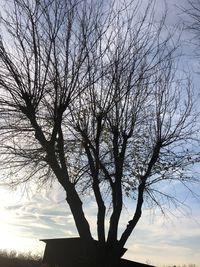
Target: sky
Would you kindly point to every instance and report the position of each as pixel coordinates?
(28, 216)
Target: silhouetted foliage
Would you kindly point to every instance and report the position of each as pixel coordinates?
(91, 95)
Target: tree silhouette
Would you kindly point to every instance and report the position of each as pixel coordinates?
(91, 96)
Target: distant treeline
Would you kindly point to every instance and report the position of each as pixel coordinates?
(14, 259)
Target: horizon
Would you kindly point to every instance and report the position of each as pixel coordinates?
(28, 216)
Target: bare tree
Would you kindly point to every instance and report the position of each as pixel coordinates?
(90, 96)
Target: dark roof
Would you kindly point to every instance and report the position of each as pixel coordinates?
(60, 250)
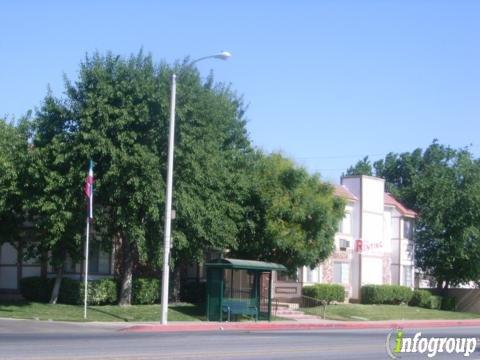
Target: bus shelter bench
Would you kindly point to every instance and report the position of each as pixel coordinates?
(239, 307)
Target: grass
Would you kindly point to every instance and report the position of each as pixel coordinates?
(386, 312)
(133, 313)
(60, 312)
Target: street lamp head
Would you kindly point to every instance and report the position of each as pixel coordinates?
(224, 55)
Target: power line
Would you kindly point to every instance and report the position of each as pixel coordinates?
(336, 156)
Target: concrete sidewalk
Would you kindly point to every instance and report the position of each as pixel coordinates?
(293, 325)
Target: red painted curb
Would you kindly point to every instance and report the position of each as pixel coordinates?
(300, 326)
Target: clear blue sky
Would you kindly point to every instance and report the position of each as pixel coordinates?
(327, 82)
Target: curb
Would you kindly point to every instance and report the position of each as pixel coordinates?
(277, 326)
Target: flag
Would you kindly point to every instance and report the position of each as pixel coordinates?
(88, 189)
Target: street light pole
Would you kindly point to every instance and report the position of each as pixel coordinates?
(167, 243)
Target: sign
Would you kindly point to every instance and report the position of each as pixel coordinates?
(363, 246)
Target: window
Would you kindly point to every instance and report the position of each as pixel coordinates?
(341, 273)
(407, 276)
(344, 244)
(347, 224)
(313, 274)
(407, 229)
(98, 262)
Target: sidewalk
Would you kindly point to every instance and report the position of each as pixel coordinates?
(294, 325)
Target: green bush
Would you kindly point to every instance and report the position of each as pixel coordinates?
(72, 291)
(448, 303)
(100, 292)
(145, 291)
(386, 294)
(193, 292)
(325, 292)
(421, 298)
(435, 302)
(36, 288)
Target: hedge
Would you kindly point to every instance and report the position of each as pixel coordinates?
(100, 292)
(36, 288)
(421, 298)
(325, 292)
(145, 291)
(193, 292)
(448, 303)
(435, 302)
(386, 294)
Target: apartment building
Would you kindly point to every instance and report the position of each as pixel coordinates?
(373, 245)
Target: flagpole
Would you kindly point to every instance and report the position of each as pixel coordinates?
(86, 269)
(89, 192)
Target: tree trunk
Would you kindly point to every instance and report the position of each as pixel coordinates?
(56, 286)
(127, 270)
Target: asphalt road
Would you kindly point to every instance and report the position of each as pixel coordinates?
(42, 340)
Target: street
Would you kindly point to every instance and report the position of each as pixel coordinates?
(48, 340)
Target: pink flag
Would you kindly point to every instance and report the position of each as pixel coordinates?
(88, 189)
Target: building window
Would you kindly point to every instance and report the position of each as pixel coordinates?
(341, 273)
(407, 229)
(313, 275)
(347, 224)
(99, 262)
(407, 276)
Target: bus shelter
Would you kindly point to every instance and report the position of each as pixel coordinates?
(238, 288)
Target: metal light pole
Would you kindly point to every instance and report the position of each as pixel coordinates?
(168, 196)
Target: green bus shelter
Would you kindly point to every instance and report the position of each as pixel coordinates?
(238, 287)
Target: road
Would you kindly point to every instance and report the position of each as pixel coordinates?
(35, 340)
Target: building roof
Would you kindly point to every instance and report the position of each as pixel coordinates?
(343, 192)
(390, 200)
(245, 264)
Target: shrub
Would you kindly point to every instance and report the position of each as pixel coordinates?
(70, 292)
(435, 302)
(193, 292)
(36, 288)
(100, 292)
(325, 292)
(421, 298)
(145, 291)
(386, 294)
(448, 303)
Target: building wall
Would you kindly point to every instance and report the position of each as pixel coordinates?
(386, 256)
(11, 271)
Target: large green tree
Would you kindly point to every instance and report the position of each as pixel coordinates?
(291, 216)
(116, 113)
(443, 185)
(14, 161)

• DO THIS
Your task is to repeat the material above exactly, without its pictures.

• WRITTEN ANSWER
Target: sky
Would you kindly point to every instance and report the position of each as pixel coordinates?
(28, 216)
Target: silhouetted foliage
Would you kindly point to every instance and report the position of each as pixel coordinates?
(91, 95)
Target: tree silhouette
Would you kindly point to every instance and report the position of each as pixel coordinates?
(91, 96)
Target: distant treeline
Would you kindly point to every instance and report the position of each as pixel coordinates?
(14, 259)
Target: horizon
Would you kindly point to every instance and report the position of each as pixel coordinates?
(28, 216)
Target: bare tree
Would you kindly point to every instance and report the position of each as pixel coordinates?
(90, 96)
Target: dark roof
Would you kindly point to every instance and report the position of each as pixel coordinates?
(60, 250)
Target: bus shelter bench
Would you kindly point to every instance and report the position of each as pixel coordinates?
(239, 307)
Target: grass
Would you kindly point to every instance and report the position of each as pixel coordinates?
(386, 312)
(133, 313)
(60, 312)
Target: street lamp head
Would you kindly point to every instance and report the position of each as pixel coordinates?
(224, 55)
Target: power line
Would you kindly point to every instance and report the position of each as pixel coordinates?
(336, 156)
Target: concrete sidewalk
Would you kindly point to every instance and report the position of each as pixel coordinates?
(293, 325)
Target: red painted curb
Would you kindly point to every instance and report the position of each as pixel coordinates?
(300, 326)
Target: clear blue sky
Would you kindly point to every instance and report the position of each as pixel coordinates?
(327, 82)
Target: curb
Would you kindly point to every instance and report the position of each as pixel coordinates?
(277, 326)
Target: flag
Would you kindly point to every instance and report the position of each as pixel coordinates?
(88, 189)
Target: street light pole
Would you kindly point to every instance and report the position of each as pixel coordinates?
(167, 243)
Target: sign
Would you kindly point to every instance and report the position of each as pixel coordinates?
(363, 246)
Target: window
Would you kindly point to every instance and report the position of each as pixel coordinates?
(341, 273)
(407, 276)
(344, 244)
(347, 224)
(313, 274)
(407, 229)
(98, 262)
Target: sidewalk
Would you kindly point to every instance and report the position of each as pixel coordinates?
(294, 325)
Target: green bush
Would you kindly point to every instance and report the position of each as pixel coordinates?
(72, 291)
(448, 303)
(100, 292)
(145, 291)
(386, 294)
(193, 292)
(325, 292)
(421, 298)
(435, 302)
(36, 288)
Target: hedge
Would you kindly point to every instance and report the position of each as pixel coordinates?
(100, 292)
(36, 288)
(421, 298)
(325, 292)
(145, 291)
(193, 292)
(448, 303)
(435, 302)
(386, 294)
Target: apartment building
Would you kindly point to every instance and report the position of each as pixel coordinates?
(373, 245)
Target: flagpole
Would you kindly point to every instance and report the position of each as pixel coordinates?
(86, 269)
(89, 192)
Target: tree trunk
Would you kindly point to every instance and report the position of each as pixel coordinates?
(56, 286)
(127, 270)
Target: asphalt road
Would you kindly point to every instance and report the position of each as pixel coordinates?
(42, 340)
Target: street
Would you kindly point to every instance and report the position of each as pixel coordinates?
(48, 340)
Target: pink flag
Would you kindly point to every instance and report the position of each as pixel coordinates?
(88, 189)
Target: building window
Would you kindly point to every instance and report the position of each as pixel coordinates?
(341, 273)
(407, 229)
(313, 275)
(347, 224)
(99, 262)
(407, 276)
Target: bus shelter
Would you kindly point to every instance and report the position of each as pixel coordinates?
(238, 288)
Target: metal light pole
Would you kindly point to every instance and report the position of each as pixel coordinates?
(168, 196)
Target: green bus shelter
Would you kindly point to every instance and report the position of each as pixel coordinates?
(238, 287)
Target: road
Would you kindly point to every instance and report the position of each as pixel coordinates?
(35, 340)
Target: building roof
Would you kindly point to every instance and report the position of each as pixel coordinates?
(343, 192)
(390, 200)
(245, 264)
Target: shrub
Would you kindly point to every instance and report the position of each as pixel coordinates?
(70, 292)
(435, 302)
(193, 292)
(36, 288)
(100, 292)
(325, 292)
(421, 298)
(145, 291)
(386, 294)
(448, 303)
Target: building wall
Would you kindly point to every instance and report the position of each as pixel coordinates?
(386, 256)
(11, 271)
Target: large green tree
Would you kindly point to every instance and report the position of each as pixel coordinates?
(291, 216)
(116, 113)
(443, 185)
(14, 161)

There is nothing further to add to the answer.